A & M Independent Line , Inc. A & M Independent Line, Inc. is a NVOCC based in Miami, FL, operating in the South American trades. It was alleged that A & M violated sections 10 (a)(1) and 10 (b)(1) of the 1984 Act by obtaining transportation at less than the applicable rates and charges and by charging, demanding, collecting or receiving less compensation for the transportation of property than the rates and charges set forth in its tariff. A & M paid the sum of $50,000.

American Commercial Transport, Inc. American Commercial Transport, Inc. is a NVOCC located in Gardena, CA, concentrating on the carriage of rice, tuna and other foodstuffs from Thailand to the United States. The Commission alleged that ACT violated section 10 (a)(1) of the Shipping Act of 1984 by misdeclaring or misweighing cargo, or by co-loading cargo with other NVOCCs in violation of restrictions applicable to ACT's service contracts. Under the terms of the compromise, ACT paid the amount of $65,000.

China Interocean Transport, Inc. and Sino-Am Marine Company, Inc. China Interocean Transport, Inc. is a licensed freight forwarder based in Linden, NJ. Sino-Am Marine Company, Inc., a corporate affiliate of CIT, is a tariffed and bonded NVOCC located in New York, NY. It was alleged that Sino-Am, directly or on behalf of others, violated section 10 (a)(1) of the Shipping Act of 1984 obtaining transportation at less than applicable rates or charges by not paying outstanding deadfreight charges with respect to its service contract with SINOTRANS and by permitting non-signatory parties to obtain access to its contract. In addition, it was alleged that CIT, a licensed forwarder related to the contract shipper, violated section 19(d) and 46 C.F.R. Part 510, by receiving freight forwarder compensation on shipments in which the forwarder had a direct or indirect beneficial interest. Under the compromise, CIT and Sino-Am paid the amount of $70,000 .

*Dataset section:*
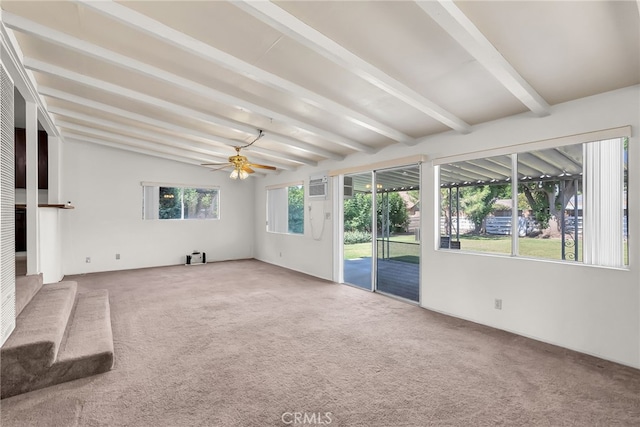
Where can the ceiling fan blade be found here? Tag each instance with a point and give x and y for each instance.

*What to work on:*
• 1. From the shipping settlements passage, write out the portion starting at "A & M Independent Line , Inc." up to and including "sum of $50,000.", word for word.
• 2. According to the shipping settlements passage, what amount did American Commercial Transport, Inc. pay under the terms of the compromise?

*The answers:*
• 1.
A & M Independent Line , Inc. A & M Independent Line, Inc. is a NVOCC based in Miami, FL, operating in the South American trades. It was alleged that A & M violated sections 10 (a)(1) and 10 (b)(1) of the 1984 Act by obtaining transportation at less than the applicable rates and charges and by charging, demanding, collecting or receiving less compensation for the transportation of property than the rates and charges set forth in its tariff. A & M paid the sum of $50,000.

• 2. $65,000